Document text:

Cardinal Wolsey's blog presented an amazing painting of the icy Thames in the 1680s: The Frozen Thames by Abraham Hondius (The Museum of London). Although a dramatic presentation of nature's force, I would not normally have included the work as Romantic, since it looked as if the Frost Fairs were activities of real enjoyment. However note Cardinal Wolsey's line "many communities in northern and eastern Europe were abandoned to the advancing ice". This was not real enjoyment at all; it was a nightmare.

And I found another blog that was very interested in awesome weather conditions in southern England in the early C17th. Mercurius Politicus located the frontispiece of a booklet called The Cold Yeare: 1614. In it, the author wrote of "a deepe snow: In which men and cattell have perished, To the generall losse of farmers, grasiers, husbandmen, and all sorts of people in the countrie; and no lesse hurtfull to citizens". The cover depicted precious cows and horses falling into treacherous snowy caverns. Life was difficult, dangerous and often fatal.

Romantic art had elements that were common across English, Ger­man and French art of the period: a] an intense identification with nature; b] valuing emotions and imagination over cool reason; c] a sense of impending tragedy; and d] a total inability of insignificant hum­an beings to control their future, in the face of powerful, natural forc­es. Although I am not very interested in Romanticism’s nostalgia for the natural simplicity of "some medieval past", we can certainly agree that Romanticism strongly contrasted with the refined, intellectual nature of Neo-Classicism.

Friedrich, The Polar Sea, 1824

I had never thought of Australian art having Romantic influences. Our history has not been interested in making a stand against the Enlight­enment’s aristocratic social and political values. Furthermore we don’t seem to have ever been very involved in the ideas and styles of Johann Goethe or William Blake. Yet Longstaff’s citizens of Gippland were as helpless in the face of rampant Nature as were the victims in Turner, Friedrich or indeed Théodore Géricault.

Extracted records:

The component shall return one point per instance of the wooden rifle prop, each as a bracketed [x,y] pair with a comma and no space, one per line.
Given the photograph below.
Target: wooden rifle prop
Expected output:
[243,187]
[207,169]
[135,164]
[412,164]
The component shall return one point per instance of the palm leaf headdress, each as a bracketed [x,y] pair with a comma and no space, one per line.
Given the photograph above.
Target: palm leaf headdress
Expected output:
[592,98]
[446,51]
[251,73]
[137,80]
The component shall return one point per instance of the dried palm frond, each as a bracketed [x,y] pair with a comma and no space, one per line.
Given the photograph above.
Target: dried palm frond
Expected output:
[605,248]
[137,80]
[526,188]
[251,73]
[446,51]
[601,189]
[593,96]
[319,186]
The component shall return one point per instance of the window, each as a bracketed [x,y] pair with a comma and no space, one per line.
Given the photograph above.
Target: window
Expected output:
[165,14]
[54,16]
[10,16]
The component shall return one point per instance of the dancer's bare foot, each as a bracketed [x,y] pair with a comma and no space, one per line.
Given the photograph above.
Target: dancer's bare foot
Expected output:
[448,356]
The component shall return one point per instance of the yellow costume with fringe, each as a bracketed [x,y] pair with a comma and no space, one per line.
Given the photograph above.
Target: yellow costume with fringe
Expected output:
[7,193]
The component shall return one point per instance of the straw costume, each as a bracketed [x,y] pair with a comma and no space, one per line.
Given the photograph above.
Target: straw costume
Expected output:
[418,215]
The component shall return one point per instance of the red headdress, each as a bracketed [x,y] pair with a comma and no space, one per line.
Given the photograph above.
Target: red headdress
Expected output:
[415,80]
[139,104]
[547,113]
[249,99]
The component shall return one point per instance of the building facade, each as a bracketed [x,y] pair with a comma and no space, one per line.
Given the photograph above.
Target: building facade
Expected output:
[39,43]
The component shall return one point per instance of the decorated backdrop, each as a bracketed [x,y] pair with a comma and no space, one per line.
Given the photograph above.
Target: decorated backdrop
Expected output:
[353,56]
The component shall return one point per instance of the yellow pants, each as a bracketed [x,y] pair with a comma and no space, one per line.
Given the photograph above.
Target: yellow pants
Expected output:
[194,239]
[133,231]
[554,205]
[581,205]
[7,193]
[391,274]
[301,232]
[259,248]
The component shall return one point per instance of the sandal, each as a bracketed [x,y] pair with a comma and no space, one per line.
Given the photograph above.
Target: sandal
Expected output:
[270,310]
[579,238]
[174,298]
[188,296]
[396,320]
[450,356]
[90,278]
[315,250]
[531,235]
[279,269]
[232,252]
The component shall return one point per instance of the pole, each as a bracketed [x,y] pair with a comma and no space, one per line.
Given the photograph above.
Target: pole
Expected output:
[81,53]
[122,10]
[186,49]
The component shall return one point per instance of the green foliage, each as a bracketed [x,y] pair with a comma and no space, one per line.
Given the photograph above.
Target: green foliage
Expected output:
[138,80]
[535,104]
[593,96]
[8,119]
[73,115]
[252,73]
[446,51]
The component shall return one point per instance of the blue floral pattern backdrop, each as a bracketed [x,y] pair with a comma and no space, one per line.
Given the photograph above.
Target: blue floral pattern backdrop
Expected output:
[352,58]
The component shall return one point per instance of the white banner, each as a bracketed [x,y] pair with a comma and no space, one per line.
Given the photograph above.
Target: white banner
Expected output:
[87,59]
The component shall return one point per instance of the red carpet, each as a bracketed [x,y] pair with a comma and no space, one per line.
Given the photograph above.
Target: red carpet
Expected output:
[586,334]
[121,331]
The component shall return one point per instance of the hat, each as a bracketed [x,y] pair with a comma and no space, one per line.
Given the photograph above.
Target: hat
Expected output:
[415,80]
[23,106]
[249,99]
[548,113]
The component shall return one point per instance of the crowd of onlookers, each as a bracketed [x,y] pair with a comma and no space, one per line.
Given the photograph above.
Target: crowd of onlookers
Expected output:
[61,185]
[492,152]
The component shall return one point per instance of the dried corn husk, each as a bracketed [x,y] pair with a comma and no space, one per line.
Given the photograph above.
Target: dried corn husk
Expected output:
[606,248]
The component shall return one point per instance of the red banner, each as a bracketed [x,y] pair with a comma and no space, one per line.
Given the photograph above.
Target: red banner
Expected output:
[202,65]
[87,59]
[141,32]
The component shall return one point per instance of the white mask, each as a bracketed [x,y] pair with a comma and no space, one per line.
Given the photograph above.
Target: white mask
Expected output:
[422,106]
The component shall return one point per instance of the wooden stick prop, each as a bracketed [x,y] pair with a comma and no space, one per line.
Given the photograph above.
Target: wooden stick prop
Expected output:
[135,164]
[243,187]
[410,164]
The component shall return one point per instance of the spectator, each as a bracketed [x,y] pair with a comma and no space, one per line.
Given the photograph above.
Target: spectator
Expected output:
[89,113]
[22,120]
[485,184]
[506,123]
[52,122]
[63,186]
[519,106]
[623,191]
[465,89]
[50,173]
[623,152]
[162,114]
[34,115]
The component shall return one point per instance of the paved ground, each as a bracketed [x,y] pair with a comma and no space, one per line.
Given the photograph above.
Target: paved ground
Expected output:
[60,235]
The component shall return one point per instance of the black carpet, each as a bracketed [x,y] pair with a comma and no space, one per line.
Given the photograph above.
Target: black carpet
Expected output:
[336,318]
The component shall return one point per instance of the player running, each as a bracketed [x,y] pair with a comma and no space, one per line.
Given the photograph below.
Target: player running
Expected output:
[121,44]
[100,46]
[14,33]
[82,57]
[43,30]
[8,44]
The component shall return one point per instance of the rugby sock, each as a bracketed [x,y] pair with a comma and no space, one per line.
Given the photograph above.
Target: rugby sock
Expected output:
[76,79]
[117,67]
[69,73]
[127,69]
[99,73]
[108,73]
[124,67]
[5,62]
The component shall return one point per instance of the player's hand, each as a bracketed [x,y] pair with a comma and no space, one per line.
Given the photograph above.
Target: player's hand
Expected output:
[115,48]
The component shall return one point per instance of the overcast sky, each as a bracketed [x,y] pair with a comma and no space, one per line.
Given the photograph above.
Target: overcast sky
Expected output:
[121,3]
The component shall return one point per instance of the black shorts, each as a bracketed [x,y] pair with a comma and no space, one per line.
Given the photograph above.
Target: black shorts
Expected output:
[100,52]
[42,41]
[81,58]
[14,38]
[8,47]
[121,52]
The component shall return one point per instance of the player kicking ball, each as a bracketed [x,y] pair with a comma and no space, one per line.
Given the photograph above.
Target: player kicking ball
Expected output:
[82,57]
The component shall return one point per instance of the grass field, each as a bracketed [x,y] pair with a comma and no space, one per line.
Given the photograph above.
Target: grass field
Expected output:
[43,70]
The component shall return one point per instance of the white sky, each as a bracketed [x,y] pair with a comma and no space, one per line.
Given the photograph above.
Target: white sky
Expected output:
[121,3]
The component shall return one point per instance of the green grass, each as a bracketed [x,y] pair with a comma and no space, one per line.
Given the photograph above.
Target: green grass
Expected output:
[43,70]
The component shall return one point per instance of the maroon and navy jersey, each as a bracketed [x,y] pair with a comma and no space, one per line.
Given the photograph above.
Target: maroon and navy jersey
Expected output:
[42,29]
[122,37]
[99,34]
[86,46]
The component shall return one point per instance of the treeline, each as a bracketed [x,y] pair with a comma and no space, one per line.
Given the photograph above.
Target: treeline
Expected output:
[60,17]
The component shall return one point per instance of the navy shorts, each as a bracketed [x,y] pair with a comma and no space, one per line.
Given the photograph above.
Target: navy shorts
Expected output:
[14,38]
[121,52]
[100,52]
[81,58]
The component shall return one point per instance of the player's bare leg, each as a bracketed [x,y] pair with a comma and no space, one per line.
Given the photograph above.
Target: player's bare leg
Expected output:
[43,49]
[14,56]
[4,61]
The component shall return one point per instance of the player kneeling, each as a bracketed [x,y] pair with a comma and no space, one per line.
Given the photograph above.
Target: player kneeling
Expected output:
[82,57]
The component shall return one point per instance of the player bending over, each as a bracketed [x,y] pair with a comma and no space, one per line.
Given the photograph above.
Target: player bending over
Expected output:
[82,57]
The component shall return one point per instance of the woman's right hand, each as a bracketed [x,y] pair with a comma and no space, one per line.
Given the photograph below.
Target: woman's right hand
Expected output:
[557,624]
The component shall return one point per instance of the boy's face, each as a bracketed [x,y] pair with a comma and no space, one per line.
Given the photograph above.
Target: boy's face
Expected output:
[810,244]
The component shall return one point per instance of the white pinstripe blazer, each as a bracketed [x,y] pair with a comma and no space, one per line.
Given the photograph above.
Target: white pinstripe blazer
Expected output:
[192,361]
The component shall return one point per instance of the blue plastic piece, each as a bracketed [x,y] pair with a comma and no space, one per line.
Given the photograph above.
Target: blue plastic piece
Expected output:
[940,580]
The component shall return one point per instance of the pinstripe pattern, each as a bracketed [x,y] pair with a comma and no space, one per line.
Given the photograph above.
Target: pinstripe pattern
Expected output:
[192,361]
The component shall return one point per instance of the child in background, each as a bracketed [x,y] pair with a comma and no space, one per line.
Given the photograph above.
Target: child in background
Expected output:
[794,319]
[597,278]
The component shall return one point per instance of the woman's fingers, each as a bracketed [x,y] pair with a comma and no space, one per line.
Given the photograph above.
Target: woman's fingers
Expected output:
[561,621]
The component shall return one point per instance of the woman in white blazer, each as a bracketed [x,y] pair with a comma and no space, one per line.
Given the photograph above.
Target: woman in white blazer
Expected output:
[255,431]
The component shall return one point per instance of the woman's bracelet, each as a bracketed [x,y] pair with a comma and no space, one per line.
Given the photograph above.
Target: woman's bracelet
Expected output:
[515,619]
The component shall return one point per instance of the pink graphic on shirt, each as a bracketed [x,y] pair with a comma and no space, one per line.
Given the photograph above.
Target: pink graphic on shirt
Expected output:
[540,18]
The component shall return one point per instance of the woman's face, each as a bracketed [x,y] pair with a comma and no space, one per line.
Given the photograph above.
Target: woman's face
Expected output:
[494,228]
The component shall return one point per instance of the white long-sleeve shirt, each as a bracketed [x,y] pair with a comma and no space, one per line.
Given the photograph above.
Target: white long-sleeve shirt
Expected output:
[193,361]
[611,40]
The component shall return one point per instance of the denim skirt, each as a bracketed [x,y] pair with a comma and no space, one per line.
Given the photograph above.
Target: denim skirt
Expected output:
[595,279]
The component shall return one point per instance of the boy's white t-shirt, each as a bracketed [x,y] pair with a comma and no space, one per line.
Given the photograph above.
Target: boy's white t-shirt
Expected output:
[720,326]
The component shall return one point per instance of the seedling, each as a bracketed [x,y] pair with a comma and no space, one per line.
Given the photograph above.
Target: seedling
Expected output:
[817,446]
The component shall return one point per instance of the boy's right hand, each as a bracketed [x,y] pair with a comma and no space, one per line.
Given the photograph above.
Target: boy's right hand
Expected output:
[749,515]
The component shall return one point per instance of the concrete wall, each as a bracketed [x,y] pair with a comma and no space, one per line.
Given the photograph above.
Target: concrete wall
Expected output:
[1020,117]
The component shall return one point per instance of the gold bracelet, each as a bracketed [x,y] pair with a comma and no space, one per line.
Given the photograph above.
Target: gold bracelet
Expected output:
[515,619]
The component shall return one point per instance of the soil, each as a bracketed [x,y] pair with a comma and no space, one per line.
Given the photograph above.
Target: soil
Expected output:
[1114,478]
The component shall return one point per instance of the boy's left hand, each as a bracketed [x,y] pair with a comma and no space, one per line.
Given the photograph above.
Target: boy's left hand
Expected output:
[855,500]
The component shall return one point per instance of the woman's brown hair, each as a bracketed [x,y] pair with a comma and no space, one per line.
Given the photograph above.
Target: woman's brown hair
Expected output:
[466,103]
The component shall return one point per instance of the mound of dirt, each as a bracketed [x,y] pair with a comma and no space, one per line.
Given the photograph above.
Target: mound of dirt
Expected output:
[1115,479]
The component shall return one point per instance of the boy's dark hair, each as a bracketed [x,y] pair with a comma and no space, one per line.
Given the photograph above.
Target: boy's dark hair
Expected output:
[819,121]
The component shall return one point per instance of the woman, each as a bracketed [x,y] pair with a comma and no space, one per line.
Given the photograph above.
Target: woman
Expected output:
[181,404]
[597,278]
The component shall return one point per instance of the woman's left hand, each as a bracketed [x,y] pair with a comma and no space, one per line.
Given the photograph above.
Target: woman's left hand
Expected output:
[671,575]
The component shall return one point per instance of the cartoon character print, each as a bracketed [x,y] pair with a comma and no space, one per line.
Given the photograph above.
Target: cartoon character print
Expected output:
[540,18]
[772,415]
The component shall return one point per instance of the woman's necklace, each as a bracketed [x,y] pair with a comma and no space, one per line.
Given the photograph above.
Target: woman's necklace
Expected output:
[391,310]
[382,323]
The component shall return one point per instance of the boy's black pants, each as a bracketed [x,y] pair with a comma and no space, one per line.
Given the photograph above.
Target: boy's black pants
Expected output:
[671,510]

Given exercise A:
List the elements that the text on Romantic art and harsh weather says were common across English, German and French Romantic art.
Given exercise B:
Carry on the piece about Romantic art and harsh weather from its final paragraph.

Exercise answer A:
1. An intense identification with nature
2. Valuing emotions and imagination over cool reason
3. A sense of impending tragedy
4. A total inability of insignificant human beings to control their future in the face of powerful natural forces

Exercise answer B:
As were the workers in Arthur Streeton's Fire's On, Lapstone Tunnel 1891 (Art Gallery of NSW). While blasting through enormous rocks for new railway lines in the Blue Mountains in 1891, fire broke inside the tunnel. Workers who could save themselves ran outside and waited. They understood that their colleagues inside would instantly die of burns and suffocation.

Streeton, Fire's On, 1891

For specialist information on Romanticism, see Romantic Circles Blog. Perhaps Nature is back in control ; the murderous bushfires followed even more murderous tsunamis, droughts, floods and earthquakes.

10 February 2009

Australian Bushfires in Art I

It must have been shocking to European artists in the C19th that they had come to a brown land full of dangers. It is true that most art­ists did not live in the harsh, dry bush areas except for the land beyond Melbourne and Sydney. But they understood the smallness of human beings in the vastness of the landscape.

They may well have visited the bush, as we can see in the very Aust­ralian images created by the Heidelberg School. And this is where we start to see some of the tragic elements of living in an inhospitable land eg Frederick McCubbin painted A Bush Burial 1890 where a pion­eering family had to conduct a funeral as best they could, far from “civilised city life”.

But no event was more terrifying than fire, arguably an integral part of Australian life. Despite the loss of trees, animal life, homes, farms and even human life, it was always clear that hot, dry, windy summers created the perfect environment for fires to explode into action and spread.

Bushfires provided dramatic story lines for some of the most mem­or­able works in late C19th and early C20th Australian art, including works by Eugene von Guerard (March 1857), William Strutt (Feb 1851) and John Longstaff (Feb 1898).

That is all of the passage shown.